** Belge **

Genç kadın bunları söylüyor. Anlatımımın eksiği var fazlası yok. Hatta aldığım notların teferruatına bile fazla girmemeye çalıştım. Sonra ayrıldığı eşi programa katıldı ve kendisini önce kimin aradığını bilemedi bile. Sonra kendisine verilen ipuçlarından sonra olayı anladı ve “Hayatta hiç görmek istemediğim, sesini bile duymak istemediğim bir” dedi. Ve o da anlatmaya başlayınca ortaya bambaşka bir tablo çıktı.

“Eşimle biz sosyal medyadan tanıştık, sonra da evlenmeye karar verdik. Eşim zengin bir ailenin çocuğu ve çok şımartılmış biri idi. Tabi ben bunu öğrendiğimde iş işten geçmişti. Düğünde benden bir “evet” deme gelinliği, bir de “düğün gelinliği” istedi. İmkânım olmamasına rağmen isteğini yerine getirdim. Eksik görürken benden yirmi bin liralık koltuk takımı istedi ve ben bütün imkansızlığıma rağmen borç harç içinde alarak isteğini yerine getirdim. Ama onun istekleri bitmiyordu. Ben çalışarak geçinen bir insanım ve dolayısıyla onun isteklerini karşılamam mümkün değildi. Böyle olunca o da annem ve benim hakkımda ileri geri konuşmaya ve iftiralar atmaya başladı. Konu komşunun yüzüne bakamaz olduk. Annem evden çıkamaz hale geldi.”

** Verilen Bilgiler **
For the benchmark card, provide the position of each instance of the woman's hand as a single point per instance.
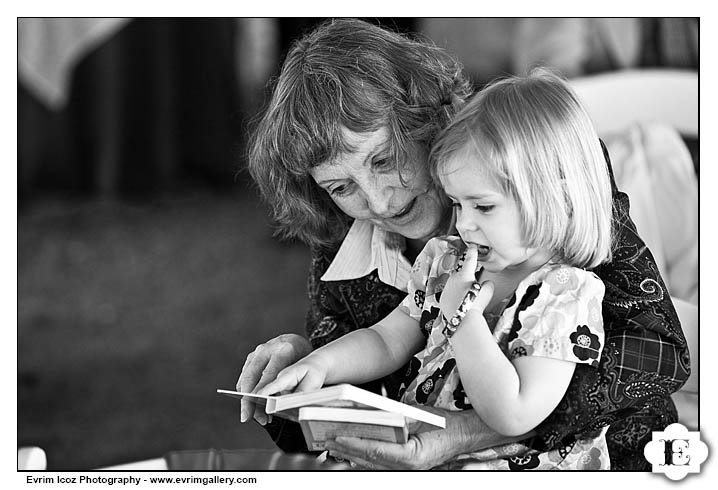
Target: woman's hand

** Görev Yönergesi **
Belgede "Genç kadın bunları" sözlerinin geçtiği yerden başlayın ve "bir tablo çıktı." sözlerinden sonra durun. Aradaki bölümü hiç değiştirmeden yazın.

** Yanıt **
Genç kadın bunları söylüyor. Anlatımımın eksiği var fazlası yok. Hatta aldığım notların teferruatına bile fazla girmemeye çalıştım. Sonra ayrıldığı eşi programa katıldı ve kendisini önce kimin aradığını bilemedi bile. Sonra kendisine verilen ipuçlarından sonra olayı anladı ve “Hayatta hiç görmek istemediğim, sesini bile duymak istemediğim bir” dedi. Ve o da anlatmaya başlayınca ortaya bambaşka bir tablo çıktı.